### KUTIPAN
--

Beranda | Artikel
Syarat dan Rukun Jual-Beli
Selasa, 20 April 2021

Alhamdulillah, pada kesempatan kali ini kami akan mencoba membahas syarat dan rukun jual beli. Semoga pembahasan ini bisa bermanfaat untuk kita semua.

Jual-beli adalah aktivitas yang tidak bisa dipisahkan dari kehidupan manusia. Dengan adanya jual-beli, manusia dapat memenuhi kebutuhan-kebutuhannya. Oleh karena itu, Allah Ta’ala halalkan jual beli. Allah Ta’ala berfirman,

وَأَحَلَّ اللَّهُ الْبَيْعَ وَحَرَّمَ الرِّبَا

“Allah menghalalkan jual-beli dan mengharamkan riba” (QS. Al Baqarah: 275).

Namun, jual beli memiliki syarat dan rukun yang akan mempengaruhi keabsahan jual beli. Orang yang melakukan jual beli hendaknya memperhatikan terpenuhinya syarat dan rukun jual beli tersebut.

--

### DATA TERSEDIA
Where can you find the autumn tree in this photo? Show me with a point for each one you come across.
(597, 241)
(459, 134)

--

### INSTRUKSI TUGAS
Lanjutkan artikel tentang syarat dan rukun jual beli, dimulai setelah kalimat terakhirnya.

### JAWABAN LATIHAN
Rukun jual beli

Dari penjelasan para ulama, bisa kita simpulkan bahwa jual beli memiliki empat rukun, yaitu:

1. adanya pembeli

2. adanya penjual

3. adanya barang

4. adanya shighah atau ijab-qabul.

Dalam kitab Al-Fiqhul Muyassar dijelaskan, “Rukun jual-beli ada tiga: pihak yang berakad (penjual dan pembeli), ma’qud ‘alaihi (barang), dan shighah. Pihak yang berakad di sini mencakup penjual dan pembeli. Sedangkan ma’qud ‘alaihi adalah barangnya. Dan shighah adalah ijab dan qabul” (Al-Fiqhul Muyassar, hal. 211).

Tidak disebut jual-beli tanpa ada empat komponen di atas. Adapun penjual, pembeli dan barang yang diperjual-belikan, tentu ini mudah dipahami bahwa jual-beli tidak akan terjadi tanpa tiga hal tersebut.

Sedangkan shighah jual-beli adalah ucapan atau perbuatan yang menunjukkan adanya maksud dari kedua belah pihak untuk melakukan jual-beli. Shighah bisa berupa ucapan atau cukup dengan perbuatan. Disebutkan secara ringkas oleh Ibnu Balban ad-Dimasyqi rahimahullah dalam matan Akhsharul Mukhtasharat,

ينْعَقد بمعاطاة وبإيجاب وَقبُول

“Jual-beli sah dengan mu’athah (adanya pertukaran barang antara penjual dan pembeli) dan ijab-qabul”.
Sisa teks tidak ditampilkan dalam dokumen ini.